Write out the material exactly, without any of its pictures.

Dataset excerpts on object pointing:
** begin **

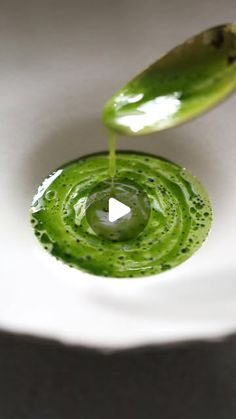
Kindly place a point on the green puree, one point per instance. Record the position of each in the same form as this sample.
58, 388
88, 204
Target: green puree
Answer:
170, 213
172, 205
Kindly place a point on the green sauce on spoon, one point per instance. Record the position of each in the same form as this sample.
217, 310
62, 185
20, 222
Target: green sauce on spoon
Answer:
170, 212
182, 84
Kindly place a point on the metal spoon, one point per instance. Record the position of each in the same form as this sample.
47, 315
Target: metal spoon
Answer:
182, 84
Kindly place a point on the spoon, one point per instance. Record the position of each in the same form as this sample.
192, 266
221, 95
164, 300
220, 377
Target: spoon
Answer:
187, 81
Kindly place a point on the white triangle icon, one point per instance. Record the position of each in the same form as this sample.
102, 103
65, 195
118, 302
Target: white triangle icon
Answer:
117, 210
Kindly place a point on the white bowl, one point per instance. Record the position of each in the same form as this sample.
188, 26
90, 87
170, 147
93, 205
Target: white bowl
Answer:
58, 67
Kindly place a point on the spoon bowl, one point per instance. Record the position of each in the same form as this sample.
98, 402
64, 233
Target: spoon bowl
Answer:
188, 80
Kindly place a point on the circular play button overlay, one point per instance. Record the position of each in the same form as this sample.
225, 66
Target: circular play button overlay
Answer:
117, 209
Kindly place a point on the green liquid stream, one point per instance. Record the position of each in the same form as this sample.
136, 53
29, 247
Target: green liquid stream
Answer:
176, 219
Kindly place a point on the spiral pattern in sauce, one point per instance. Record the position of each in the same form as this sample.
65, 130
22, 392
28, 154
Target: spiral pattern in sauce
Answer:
178, 222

** end **

Task answer:
Kindly place a point on the green puree, one point per instance. Record the position of each in the same form as this sample.
58, 388
88, 204
Target: green puree
Answer:
170, 213
172, 205
Kindly place a point on the green sauce on spoon, one point per instance. Record the position of each in the same form as this sample.
217, 310
62, 185
20, 222
Target: green sauce on spoon
Answer:
170, 212
182, 84
Kindly place a point on the metal spoon, one point per instance. Record the position of each in the same form as this sample.
47, 315
Target: metal spoon
Answer:
182, 84
Kindly place a point on the spoon, one point per instance. Record the position of each in the same form as this sample.
192, 266
221, 95
164, 300
220, 377
Target: spoon
Answer:
187, 81
Kindly place a point on the white triangle icon, one point per instance. Record the position of each in the same form as this sample.
102, 103
65, 195
118, 302
Target: white triangle icon
Answer:
117, 210
Kindly place a point on the white bowl, one point per instance. Record the position of each in the same form as this sample.
188, 26
90, 87
170, 147
93, 205
Target: white bowl
Answer:
58, 67
Kindly place a point on the spoon bowl, one point per instance. Record the position of each in the same form as this sample.
98, 402
64, 233
Target: spoon bowl
Answer:
188, 80
Kindly place a point on the circular play button overlay, one point per instance. Record the position of each in the same form as this sample.
225, 66
Target: circular play button overlay
Answer:
117, 209
Kindly place a point on the green liquid stream, one point per instance. Record the position of each in the same form as this sample.
136, 53
29, 247
Target: green liquid stream
Answer:
176, 219
Kindly place a point on the spiral pattern in sauce, one point per instance. Record the position of each in the same form as this sample.
65, 130
22, 392
28, 154
Target: spiral pattern in sauce
Answer:
178, 222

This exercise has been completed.